## REQUIRED WORK
Please make an exact transcription of the records, keeping the pictures out of it.

Image point grounding data
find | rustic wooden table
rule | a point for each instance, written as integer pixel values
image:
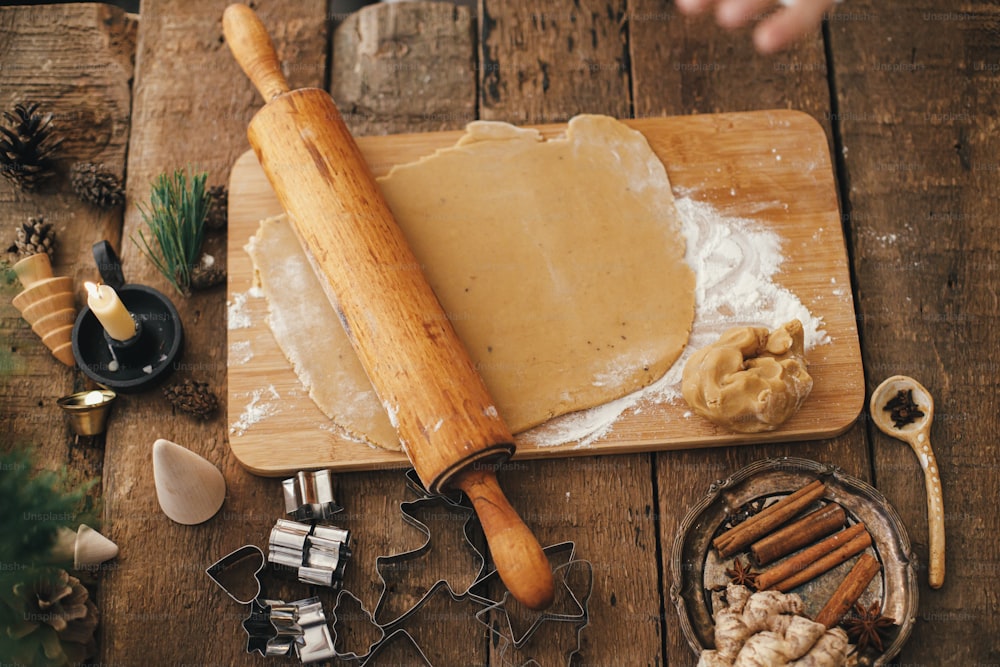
(907, 93)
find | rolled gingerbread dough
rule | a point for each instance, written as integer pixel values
(560, 264)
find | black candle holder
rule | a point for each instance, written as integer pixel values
(145, 359)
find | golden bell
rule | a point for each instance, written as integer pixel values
(88, 410)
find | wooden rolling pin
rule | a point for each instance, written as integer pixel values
(446, 420)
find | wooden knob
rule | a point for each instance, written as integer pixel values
(519, 559)
(251, 46)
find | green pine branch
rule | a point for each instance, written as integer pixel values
(35, 505)
(175, 220)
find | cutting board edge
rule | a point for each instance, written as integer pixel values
(720, 123)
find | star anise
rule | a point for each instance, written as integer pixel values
(902, 410)
(867, 625)
(742, 575)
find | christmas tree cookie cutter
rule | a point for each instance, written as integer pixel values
(575, 603)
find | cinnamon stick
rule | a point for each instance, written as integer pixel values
(796, 535)
(817, 559)
(849, 591)
(738, 537)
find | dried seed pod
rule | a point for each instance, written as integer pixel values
(34, 237)
(27, 146)
(97, 185)
(192, 397)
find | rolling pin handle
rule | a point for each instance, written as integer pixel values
(253, 50)
(519, 559)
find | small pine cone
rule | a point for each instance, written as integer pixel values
(97, 185)
(34, 237)
(218, 208)
(27, 146)
(192, 397)
(207, 273)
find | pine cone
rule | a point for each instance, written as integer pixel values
(207, 273)
(218, 208)
(64, 604)
(34, 237)
(192, 397)
(26, 148)
(96, 185)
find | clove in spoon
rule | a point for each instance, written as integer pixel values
(917, 433)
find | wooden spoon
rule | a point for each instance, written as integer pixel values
(918, 434)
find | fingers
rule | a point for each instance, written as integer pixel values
(737, 13)
(788, 24)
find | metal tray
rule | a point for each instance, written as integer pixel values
(696, 568)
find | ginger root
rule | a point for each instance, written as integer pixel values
(766, 629)
(749, 380)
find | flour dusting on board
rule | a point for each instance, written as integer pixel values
(258, 409)
(735, 261)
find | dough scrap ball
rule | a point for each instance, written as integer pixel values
(749, 381)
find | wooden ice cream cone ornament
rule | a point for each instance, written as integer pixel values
(190, 489)
(47, 304)
(33, 269)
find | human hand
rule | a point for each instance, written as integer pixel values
(775, 31)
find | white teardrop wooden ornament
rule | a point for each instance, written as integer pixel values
(65, 544)
(189, 488)
(91, 548)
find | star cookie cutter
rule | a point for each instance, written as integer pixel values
(572, 597)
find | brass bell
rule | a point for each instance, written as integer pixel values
(88, 410)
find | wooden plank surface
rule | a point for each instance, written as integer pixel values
(711, 158)
(90, 107)
(191, 106)
(602, 504)
(913, 127)
(917, 108)
(683, 65)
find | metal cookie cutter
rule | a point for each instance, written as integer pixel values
(276, 628)
(309, 496)
(574, 584)
(318, 554)
(223, 569)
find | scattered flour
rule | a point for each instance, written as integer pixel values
(240, 352)
(237, 315)
(735, 261)
(256, 410)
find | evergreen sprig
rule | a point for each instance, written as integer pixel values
(35, 505)
(175, 218)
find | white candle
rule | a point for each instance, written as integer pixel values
(110, 311)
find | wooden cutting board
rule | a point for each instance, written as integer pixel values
(770, 166)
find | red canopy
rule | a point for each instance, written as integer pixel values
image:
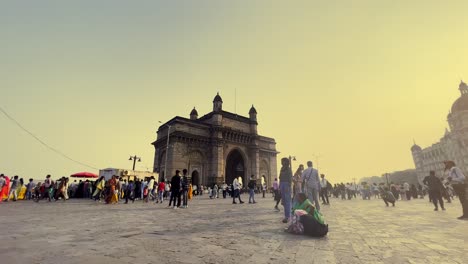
(84, 175)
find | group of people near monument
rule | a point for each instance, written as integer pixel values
(288, 190)
(299, 195)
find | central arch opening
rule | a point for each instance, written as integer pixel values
(195, 178)
(235, 166)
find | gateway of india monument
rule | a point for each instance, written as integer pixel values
(452, 146)
(215, 148)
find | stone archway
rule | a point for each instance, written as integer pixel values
(195, 178)
(235, 166)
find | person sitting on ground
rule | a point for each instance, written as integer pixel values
(387, 196)
(303, 204)
(306, 219)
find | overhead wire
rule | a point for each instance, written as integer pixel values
(44, 143)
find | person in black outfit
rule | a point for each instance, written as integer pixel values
(137, 191)
(185, 186)
(175, 190)
(435, 190)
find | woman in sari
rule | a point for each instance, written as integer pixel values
(190, 192)
(113, 196)
(297, 181)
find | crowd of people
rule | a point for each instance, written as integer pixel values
(294, 191)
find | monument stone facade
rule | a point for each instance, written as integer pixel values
(452, 146)
(215, 148)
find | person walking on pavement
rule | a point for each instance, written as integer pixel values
(276, 194)
(185, 187)
(285, 188)
(457, 179)
(252, 186)
(175, 190)
(312, 184)
(435, 190)
(324, 189)
(236, 186)
(13, 188)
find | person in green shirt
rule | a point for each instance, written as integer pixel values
(303, 204)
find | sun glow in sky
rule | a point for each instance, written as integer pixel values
(352, 81)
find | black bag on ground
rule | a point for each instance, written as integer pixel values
(312, 227)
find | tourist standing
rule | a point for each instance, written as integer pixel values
(457, 179)
(387, 196)
(285, 187)
(30, 188)
(130, 191)
(113, 197)
(252, 186)
(224, 188)
(276, 193)
(236, 186)
(435, 190)
(175, 190)
(137, 191)
(150, 189)
(185, 187)
(324, 189)
(101, 183)
(48, 186)
(2, 186)
(406, 186)
(312, 184)
(161, 188)
(297, 180)
(13, 188)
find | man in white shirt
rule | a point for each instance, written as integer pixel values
(236, 186)
(312, 184)
(457, 179)
(150, 189)
(324, 190)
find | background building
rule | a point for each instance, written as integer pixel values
(452, 146)
(215, 147)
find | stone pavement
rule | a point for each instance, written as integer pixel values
(216, 231)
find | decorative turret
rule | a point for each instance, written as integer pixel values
(194, 114)
(415, 148)
(217, 103)
(253, 120)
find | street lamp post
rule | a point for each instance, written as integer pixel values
(167, 149)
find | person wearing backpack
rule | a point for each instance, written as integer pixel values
(252, 185)
(312, 184)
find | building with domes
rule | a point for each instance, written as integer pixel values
(452, 146)
(215, 148)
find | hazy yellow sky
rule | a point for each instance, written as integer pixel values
(353, 81)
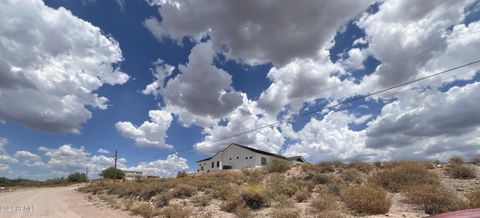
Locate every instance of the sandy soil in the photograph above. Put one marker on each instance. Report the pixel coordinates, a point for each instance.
(52, 202)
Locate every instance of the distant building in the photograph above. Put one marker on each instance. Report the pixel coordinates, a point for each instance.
(131, 175)
(237, 156)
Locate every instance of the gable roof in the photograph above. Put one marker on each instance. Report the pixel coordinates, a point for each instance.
(258, 152)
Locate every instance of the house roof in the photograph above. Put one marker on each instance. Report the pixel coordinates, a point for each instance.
(258, 152)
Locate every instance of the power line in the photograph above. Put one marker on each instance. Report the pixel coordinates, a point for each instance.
(360, 97)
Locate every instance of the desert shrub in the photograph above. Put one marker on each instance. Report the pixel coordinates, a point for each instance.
(278, 166)
(287, 212)
(433, 199)
(351, 175)
(322, 179)
(474, 199)
(366, 200)
(144, 210)
(476, 160)
(456, 159)
(201, 200)
(402, 174)
(163, 199)
(176, 211)
(361, 166)
(184, 191)
(181, 174)
(255, 196)
(324, 201)
(457, 171)
(243, 212)
(302, 195)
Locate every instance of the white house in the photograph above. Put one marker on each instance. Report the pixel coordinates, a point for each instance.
(237, 156)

## RESULT OF THE EXERCISE
find | rustic wooden table
rule | a point for each instance, written as integer pixel values
image:
(907, 93)
find | rolled gingerbread dough
rule | a point for each instance, written as integer pixel values
(560, 264)
find | black candle holder
rule | a point for each instance, written as integer pixel values
(145, 359)
find | golden bell
rule | a point for each instance, written as integer pixel values
(88, 410)
find | wooden rolling pin
rule | a point for each instance, written as integer pixel values
(446, 420)
find | wooden knob
rule | a point for each instance, written as integer pixel values
(519, 559)
(251, 46)
find | green pine branch
rule | a point for each instance, written as integer pixel values
(35, 505)
(175, 220)
find | cutting board edge
rule | a point for each instance, written as integer pixel values
(720, 123)
find | star anise
rule | a point for each instance, written as integer pixel values
(902, 410)
(867, 625)
(742, 575)
find | christmas tree cookie cutter
rule | a point for each instance, written as integer pixel values
(575, 603)
find | cinnamon stick
rule | a point for each instance, written as integer pixel values
(796, 535)
(817, 559)
(849, 591)
(738, 537)
find | dried seed pod
rule | a point for each instance, written as integer pixel values
(34, 237)
(27, 146)
(97, 185)
(192, 397)
find | rolling pin handle
rule | a point for each instance, written as integer pixel values
(253, 50)
(519, 559)
find | small pine cone
rule | a point for each instance, written as integer pixel values
(97, 185)
(34, 237)
(218, 208)
(27, 146)
(192, 397)
(207, 273)
find | pine cone
rule | a point for each instance, written as integer pixel values
(207, 273)
(218, 208)
(64, 604)
(34, 237)
(192, 397)
(26, 148)
(96, 185)
find | clove in spoon
rule | a point for each instance, written as integer pixel values
(917, 433)
find | wooden spoon
rule | a point for each instance, written as integer pixel values
(918, 434)
find | fingers
rule | a point for each instance, written as integer pixel values
(737, 13)
(788, 24)
find | metal tray
rule | a point for each instance, written as integer pixel values
(696, 568)
find | ginger root
rule | a point for each instance, written as integer pixel values
(766, 629)
(749, 380)
find | flour dusting on board
rule | a point for each instance, written as integer pixel values
(258, 409)
(735, 261)
find | dough scrap ball
rule | a point for each instance, written as integer pixel values
(749, 381)
find | wooden ice cream cone ornament
rule | a point for each instance, written as integer pixel values
(190, 489)
(47, 304)
(33, 269)
find | human hand
rule | a point for each instance, written as integer pixel values
(775, 31)
find | white teardrop wooden ornament
rule | a point for each instance, written as integer pixel values
(65, 544)
(189, 488)
(91, 548)
find | star cookie cutter
rule | a point for each instance, written as integer pixel values
(572, 597)
find | brass bell
rule | a point for each instance, written as integer pixel values
(88, 410)
find | wooden plank surface
rule | a point for each instance, written as integer pixel values
(711, 158)
(90, 107)
(191, 106)
(602, 504)
(913, 127)
(917, 108)
(683, 65)
find | metal cookie cutter
rule | a point for each instance, written as integer pixel values
(276, 628)
(309, 496)
(574, 584)
(318, 554)
(223, 569)
find | scattered flour
rule | a point for each instance, written as integer pixel values
(240, 352)
(237, 315)
(735, 261)
(256, 410)
find | evergreen sprig
rule | a point for each instance, written as integer pixel values
(35, 505)
(175, 218)
find | white candle
rule | a point for each instance, written as integer pixel values
(110, 311)
find | wooden cutting board
rule | a point for each instance, written as integer pixel values
(770, 166)
find | red canopy
rule | a point for each instance, written as integer pixel values
image:
(84, 175)
find | group of people near monument
rule | a point for each instance, written as integer pixel values
(288, 190)
(299, 195)
find | central arch opening
rule | a point for each instance, written as integer pixel values
(195, 178)
(235, 166)
find | gateway of india monument
rule | a point for each instance, written as integer pixel values
(452, 146)
(215, 148)
find | stone archway
rule | a point for each instance, written as integer pixel values
(195, 178)
(235, 166)
find | person sitting on ground
rule | a point for each instance, written as integer pixel values
(387, 196)
(303, 204)
(306, 219)
find | overhead wire
rule | a point for each instance, written as integer pixel values
(44, 143)
find | person in black outfit
rule | a point for each instance, written as integer pixel values
(137, 191)
(185, 186)
(175, 190)
(435, 190)
find | woman in sari
rule | a point for each instance, written as integer pixel values
(190, 192)
(113, 196)
(297, 181)
find | crowd of people
rule | a point for each instance, written as integer pixel values
(294, 191)
find | monument stone facade
rule | a point for each instance, written as integer pixel values
(452, 146)
(215, 148)
find | person walking on pavement
rule | a point for each instance, written as integer pixel values
(276, 194)
(185, 187)
(285, 188)
(457, 179)
(252, 186)
(175, 190)
(312, 184)
(435, 190)
(324, 189)
(236, 186)
(13, 188)
find | person in green shirt
rule | a point for each instance, written as integer pixel values
(303, 204)
find | sun glow in sky
rule | a point for each instance, written as integer pixel values
(352, 81)
find | black bag on ground
rule | a point for each instance, written as integer pixel values
(312, 227)
find | tourist standing
rule | a point for each instance, written as integer pixel values
(457, 179)
(387, 196)
(285, 187)
(30, 188)
(130, 191)
(113, 197)
(252, 186)
(224, 188)
(276, 193)
(236, 186)
(435, 190)
(175, 190)
(137, 191)
(150, 189)
(185, 187)
(324, 189)
(101, 183)
(48, 186)
(2, 186)
(406, 186)
(312, 184)
(161, 188)
(297, 180)
(13, 188)
find | man in white shirt
rule | a point for each instance, written as integer pixel values
(236, 186)
(312, 184)
(457, 179)
(150, 189)
(324, 190)
find | background building
rule | a point for each instance, written as integer pixel values
(452, 146)
(215, 147)
find | stone pavement
rule | a point for each instance, written as integer pixel values
(216, 231)
find | decorative turret
rule | a point for each instance, written as integer pixel values
(194, 114)
(415, 148)
(217, 103)
(253, 120)
find | street lamp post
rule | a point for each instance, written as integer pixel values
(167, 149)
find | person wearing backpack
rule | a point for each instance, written as integer pixel values
(252, 185)
(312, 184)
find | building with domes
rule | a point for each instance, written as integer pixel values
(452, 146)
(215, 148)
find | hazy yellow sky
rule | a point for each instance, written as integer pixel values
(353, 81)
Locate every instance of the sandy soil in the photograph above. Put one marker on each instance. Report the pixel coordinates, a point for each instance.
(52, 202)
Locate every instance of the distant building in the photograph above. Put one marker on each instance. Report the pixel coordinates, a point for each instance.
(131, 175)
(237, 156)
Locate every instance of the gable roof in the photograph above. Put one marker on each instance. Report the pixel coordinates, a point for each instance.
(258, 152)
Locate every instance of the house roof in the photograph above. Put one marker on each instance. Report the pixel coordinates, a point for each instance.
(258, 152)
Locate every instance of the power line in the photograph above. Put one marker on each instance. Report the pixel coordinates, a point for each instance.
(360, 97)
Locate every instance of the desert shrub in the photograph above. Put one marker on each instance. Report the pixel coordinates, a point for each instance.
(278, 166)
(287, 212)
(433, 199)
(351, 175)
(322, 179)
(474, 199)
(366, 200)
(144, 210)
(476, 160)
(456, 159)
(201, 200)
(402, 174)
(163, 199)
(176, 211)
(361, 166)
(184, 191)
(181, 174)
(255, 196)
(324, 201)
(457, 171)
(243, 212)
(302, 195)
Locate every instance of the white house in the photograph above. Put one marker on each instance. Report the pixel coordinates, a point for each instance.
(237, 156)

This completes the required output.